(Text excerpt Opens)
The Moroccan Foreign Minister has stressed that "the crisis did not begin with Ghali's arrival, nor does it end with his departure"

Marruecos acusa a España de "tratar de europeizar una crisis bilateral"

AFP/FADEL SENNA - Nasser Bourita, Minister of Foreign Affairs and International Cooperation of Morocco

The Moroccan Minister of Foreign Affairs, Naser Bourita, affirmed today that the Spanish government "is trying to Europeanise a crisis that is bilateral" between Morocco and Spain and that "did not end on 1 June" with the departure from Spanish territory of the Sahrawi leader Brahim Ghali.

"The crisis is there because its root causes continue", continued Bourita, who expressed himself in this way during an appearance before the press after the visit of his Hungarian counterpart, Peter Szijjarto.

Bourita repeated on up to four occasions that "the crisis is bilateral" and "political", while Spain "tries to Europeanise it and divert it from its known causes, which are increasingly recognised by more and more actors", he said.
(Text excerpt Closes)
### [Work order 1]
Summarize the article on Morocco's dispute with Spain in two sentences.
### [Work order 2]
Copy the article on Morocco's dispute with Spain word for word, from "The Moroccan Minister" to "leader Brahim Ghali.".
### [Work order 3]
Proceed with the article on Morocco's dispute with Spain from the point where it stops.
(Exercise data Opens)
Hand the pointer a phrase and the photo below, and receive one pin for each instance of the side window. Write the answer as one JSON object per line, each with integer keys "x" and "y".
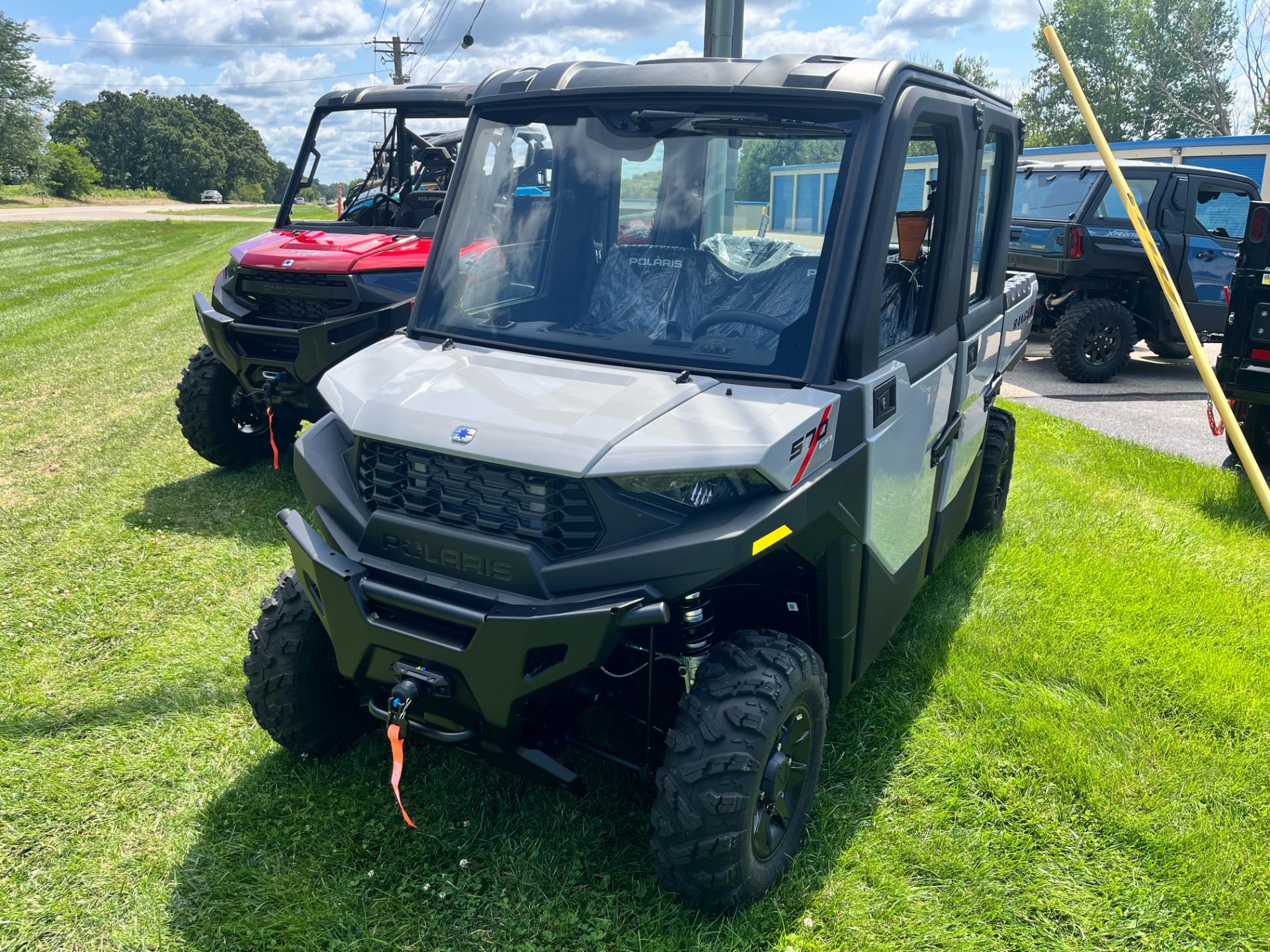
(Exercise data Closes)
### [Exercise answer 1]
Moroccan Foreign Minister Nasser Bourita said the Spanish government is trying to "Europeanise" a crisis that is bilateral between Morocco and Spain and that did not end when the Sahrawi leader Brahim Ghali left Spanish territory on 1 June. Speaking to the press after a visit by his Hungarian counterpart, Peter Szijjarto, he said the crisis continues because its root causes remain, and he repeatedly called it bilateral and political.

### [Exercise answer 2]
The Moroccan Minister of Foreign Affairs, Naser Bourita, affirmed today that the Spanish government "is trying to Europeanise a crisis that is bilateral" between Morocco and Spain and that "did not end on 1 June" with the departure from Spanish territory of the Sahrawi leader Brahim Ghali.

### [Exercise answer 3]
"It is above all a crisis of mutual trust, linked to an attitude that Morocco considers contrary to the spirit of the partnership: the bottom line is coherence between actions and words on separatism (because) you cannot ban separatism in your country and encourage it in your neighbour".

On previous occasions, Bourita himself has recalled that his government has always kept its distance from Catalan separatism, and accused Spain of, in return, acting in collusion with "Sahrawi separatism", especially manifested in the arrival and hospitalisation of its leader, Brahim Gali, in a Logroño hospital for treatment for COVID.

But Bourita repeated that "the crisis did not begin with the arrival and does not end with the departure of this person".

"Europeanising this crisis is a flight forward, a way of diverting attention", said Bourita, for whom "Morocco is satisfied with its relationship with the European Union and its multiform cooperation with it", citing the recent declarations of two European officials praising the relationship with Rabat.

He also referred to the migration issue: "We have no lessons to learn, we act as the partners that we are", he said, referring to accusations of having encouraged, actively or through negligence, the mass emigration of more than 10,000 of its citizens to the city of Ceuta on 17 and 18 May.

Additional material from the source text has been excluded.